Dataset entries
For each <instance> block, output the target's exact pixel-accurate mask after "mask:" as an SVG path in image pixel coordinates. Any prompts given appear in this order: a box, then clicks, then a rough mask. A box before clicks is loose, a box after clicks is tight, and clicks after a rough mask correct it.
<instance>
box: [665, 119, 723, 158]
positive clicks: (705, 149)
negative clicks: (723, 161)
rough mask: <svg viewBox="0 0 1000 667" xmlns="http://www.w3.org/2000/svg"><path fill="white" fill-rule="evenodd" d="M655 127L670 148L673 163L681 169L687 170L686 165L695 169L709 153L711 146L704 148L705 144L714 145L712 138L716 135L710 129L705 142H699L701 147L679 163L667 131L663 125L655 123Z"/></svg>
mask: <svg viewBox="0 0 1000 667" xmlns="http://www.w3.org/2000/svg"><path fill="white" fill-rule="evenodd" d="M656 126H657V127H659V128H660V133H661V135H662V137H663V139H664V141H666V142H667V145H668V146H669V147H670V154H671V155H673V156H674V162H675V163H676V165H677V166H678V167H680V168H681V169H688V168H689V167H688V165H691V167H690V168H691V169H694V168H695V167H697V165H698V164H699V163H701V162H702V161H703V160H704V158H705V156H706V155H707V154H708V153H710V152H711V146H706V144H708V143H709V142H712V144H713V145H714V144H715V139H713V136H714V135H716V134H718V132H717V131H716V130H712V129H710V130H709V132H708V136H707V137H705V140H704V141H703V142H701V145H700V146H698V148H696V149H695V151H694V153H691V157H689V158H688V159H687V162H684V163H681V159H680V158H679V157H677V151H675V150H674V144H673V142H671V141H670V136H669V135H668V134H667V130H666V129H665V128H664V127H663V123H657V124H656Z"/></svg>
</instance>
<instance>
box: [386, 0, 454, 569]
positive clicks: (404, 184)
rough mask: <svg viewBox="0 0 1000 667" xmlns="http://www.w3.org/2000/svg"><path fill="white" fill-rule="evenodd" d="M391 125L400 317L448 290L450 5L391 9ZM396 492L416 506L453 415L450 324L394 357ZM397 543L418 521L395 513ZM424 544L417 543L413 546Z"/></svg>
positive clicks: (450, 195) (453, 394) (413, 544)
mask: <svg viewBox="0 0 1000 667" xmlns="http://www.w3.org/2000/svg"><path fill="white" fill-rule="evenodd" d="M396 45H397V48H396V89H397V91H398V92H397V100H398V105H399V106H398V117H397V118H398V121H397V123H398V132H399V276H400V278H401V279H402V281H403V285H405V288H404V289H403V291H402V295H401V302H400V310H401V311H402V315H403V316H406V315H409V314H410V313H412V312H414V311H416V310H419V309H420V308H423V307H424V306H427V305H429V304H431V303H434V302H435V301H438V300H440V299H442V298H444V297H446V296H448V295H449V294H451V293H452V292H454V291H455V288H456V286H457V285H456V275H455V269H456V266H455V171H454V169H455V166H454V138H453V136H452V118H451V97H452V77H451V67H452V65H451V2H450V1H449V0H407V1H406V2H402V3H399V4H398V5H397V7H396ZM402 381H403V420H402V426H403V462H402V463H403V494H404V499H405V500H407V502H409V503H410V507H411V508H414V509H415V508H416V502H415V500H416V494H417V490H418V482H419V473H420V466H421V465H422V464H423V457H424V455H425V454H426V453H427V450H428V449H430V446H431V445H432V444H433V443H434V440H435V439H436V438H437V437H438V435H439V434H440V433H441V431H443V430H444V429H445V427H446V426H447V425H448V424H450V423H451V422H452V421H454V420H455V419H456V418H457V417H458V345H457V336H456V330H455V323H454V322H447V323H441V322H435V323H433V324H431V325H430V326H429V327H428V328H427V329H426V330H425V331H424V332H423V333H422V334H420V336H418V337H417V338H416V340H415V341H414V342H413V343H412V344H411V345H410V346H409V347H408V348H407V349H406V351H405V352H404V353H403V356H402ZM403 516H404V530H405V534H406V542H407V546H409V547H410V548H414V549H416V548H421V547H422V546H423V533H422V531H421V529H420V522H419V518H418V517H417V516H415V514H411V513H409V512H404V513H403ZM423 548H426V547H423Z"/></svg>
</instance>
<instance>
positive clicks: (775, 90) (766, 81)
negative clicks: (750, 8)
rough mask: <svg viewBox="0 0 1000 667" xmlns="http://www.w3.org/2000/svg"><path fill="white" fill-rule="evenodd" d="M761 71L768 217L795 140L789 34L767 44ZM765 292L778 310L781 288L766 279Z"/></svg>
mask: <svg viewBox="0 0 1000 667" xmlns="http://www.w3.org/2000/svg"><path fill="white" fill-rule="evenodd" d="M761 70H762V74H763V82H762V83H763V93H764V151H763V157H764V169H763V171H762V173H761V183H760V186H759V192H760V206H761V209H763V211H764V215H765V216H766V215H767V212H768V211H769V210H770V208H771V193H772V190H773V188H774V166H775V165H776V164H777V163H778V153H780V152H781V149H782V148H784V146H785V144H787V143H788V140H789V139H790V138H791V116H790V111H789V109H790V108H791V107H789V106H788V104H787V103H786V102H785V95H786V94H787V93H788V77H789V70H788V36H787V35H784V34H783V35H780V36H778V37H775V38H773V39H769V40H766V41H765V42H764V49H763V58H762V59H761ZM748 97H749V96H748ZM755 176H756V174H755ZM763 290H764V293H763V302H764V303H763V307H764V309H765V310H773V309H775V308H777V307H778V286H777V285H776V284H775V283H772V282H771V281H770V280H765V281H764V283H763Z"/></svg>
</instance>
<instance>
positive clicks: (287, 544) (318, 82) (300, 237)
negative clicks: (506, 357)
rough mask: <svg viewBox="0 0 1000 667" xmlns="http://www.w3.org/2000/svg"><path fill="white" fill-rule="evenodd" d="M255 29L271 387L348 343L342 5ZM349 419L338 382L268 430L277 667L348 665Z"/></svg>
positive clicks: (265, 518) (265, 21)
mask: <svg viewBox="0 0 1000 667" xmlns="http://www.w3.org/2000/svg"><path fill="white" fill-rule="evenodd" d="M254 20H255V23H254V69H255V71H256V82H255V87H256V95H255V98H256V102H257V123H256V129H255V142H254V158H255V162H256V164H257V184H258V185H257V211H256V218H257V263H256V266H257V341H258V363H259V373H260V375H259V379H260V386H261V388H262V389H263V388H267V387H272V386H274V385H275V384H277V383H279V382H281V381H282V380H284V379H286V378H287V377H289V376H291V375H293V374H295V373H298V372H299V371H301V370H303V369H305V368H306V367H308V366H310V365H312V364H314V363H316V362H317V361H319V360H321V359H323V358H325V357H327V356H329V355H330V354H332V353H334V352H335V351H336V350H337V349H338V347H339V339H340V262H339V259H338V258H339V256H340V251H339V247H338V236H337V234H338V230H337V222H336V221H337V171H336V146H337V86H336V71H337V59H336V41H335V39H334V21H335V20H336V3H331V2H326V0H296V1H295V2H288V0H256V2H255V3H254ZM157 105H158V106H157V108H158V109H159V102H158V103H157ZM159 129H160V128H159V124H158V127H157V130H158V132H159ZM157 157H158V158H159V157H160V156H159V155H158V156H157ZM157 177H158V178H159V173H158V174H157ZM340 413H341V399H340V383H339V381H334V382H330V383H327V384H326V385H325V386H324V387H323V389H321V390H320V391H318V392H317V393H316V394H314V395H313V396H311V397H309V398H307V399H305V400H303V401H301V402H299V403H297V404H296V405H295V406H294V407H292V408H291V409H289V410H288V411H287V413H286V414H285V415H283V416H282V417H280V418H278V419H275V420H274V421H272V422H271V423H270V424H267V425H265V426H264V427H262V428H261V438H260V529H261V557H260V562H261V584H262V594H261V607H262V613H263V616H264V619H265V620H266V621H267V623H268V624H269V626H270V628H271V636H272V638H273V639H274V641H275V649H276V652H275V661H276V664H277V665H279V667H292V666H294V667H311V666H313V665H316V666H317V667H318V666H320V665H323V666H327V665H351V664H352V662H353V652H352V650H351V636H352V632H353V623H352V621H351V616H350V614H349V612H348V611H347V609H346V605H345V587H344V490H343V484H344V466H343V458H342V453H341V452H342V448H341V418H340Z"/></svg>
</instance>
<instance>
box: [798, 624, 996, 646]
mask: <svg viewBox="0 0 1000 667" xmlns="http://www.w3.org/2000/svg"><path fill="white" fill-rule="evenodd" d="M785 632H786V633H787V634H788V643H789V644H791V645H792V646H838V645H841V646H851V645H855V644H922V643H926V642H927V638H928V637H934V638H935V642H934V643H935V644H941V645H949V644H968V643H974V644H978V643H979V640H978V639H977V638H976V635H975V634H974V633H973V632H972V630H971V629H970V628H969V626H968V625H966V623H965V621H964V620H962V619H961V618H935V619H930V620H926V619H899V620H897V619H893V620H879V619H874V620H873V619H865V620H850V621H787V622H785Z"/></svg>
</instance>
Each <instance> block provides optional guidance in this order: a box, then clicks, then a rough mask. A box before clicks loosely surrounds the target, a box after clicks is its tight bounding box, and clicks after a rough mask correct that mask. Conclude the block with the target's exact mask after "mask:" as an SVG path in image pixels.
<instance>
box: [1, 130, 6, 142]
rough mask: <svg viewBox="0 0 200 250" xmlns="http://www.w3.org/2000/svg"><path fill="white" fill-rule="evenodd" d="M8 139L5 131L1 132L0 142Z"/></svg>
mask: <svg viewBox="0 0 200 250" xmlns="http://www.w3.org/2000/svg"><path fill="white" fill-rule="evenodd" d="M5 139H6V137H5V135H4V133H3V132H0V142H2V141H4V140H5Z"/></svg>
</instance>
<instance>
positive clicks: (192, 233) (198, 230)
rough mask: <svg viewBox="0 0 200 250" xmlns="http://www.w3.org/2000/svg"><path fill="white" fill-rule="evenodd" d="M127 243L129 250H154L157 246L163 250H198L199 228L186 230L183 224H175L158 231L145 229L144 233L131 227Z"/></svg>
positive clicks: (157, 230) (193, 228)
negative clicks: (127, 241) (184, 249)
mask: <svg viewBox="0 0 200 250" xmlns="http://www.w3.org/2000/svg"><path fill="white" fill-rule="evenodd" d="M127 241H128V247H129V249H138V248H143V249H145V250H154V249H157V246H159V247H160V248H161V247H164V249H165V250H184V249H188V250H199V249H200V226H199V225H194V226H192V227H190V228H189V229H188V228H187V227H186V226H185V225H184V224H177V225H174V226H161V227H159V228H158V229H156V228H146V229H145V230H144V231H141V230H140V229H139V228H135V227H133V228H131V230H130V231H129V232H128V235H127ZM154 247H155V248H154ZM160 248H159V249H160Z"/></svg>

_Task to carry out_
Please show every line of the rows above that contains the string "before". Case counts.

_Exercise output_
For each <instance> block, output the target's exact pixel-accurate mask after "mask:" as an SVG path in image pixel coordinates. Any prompts given appear in this order: a box, then clicks, then a rough mask. A box before clicks is loose, a box after clicks is tight, and clicks after a rough mask correct it.
Each <instance> block provides optional guidance in this order: a box, then clicks, then a rough mask. A box before clicks loosely surrounds the target, a box after clicks is its tight bounding box, and clicks after a rough mask correct that mask. Conclude the block with the target's exact mask after "mask:" as an SVG path in image pixels.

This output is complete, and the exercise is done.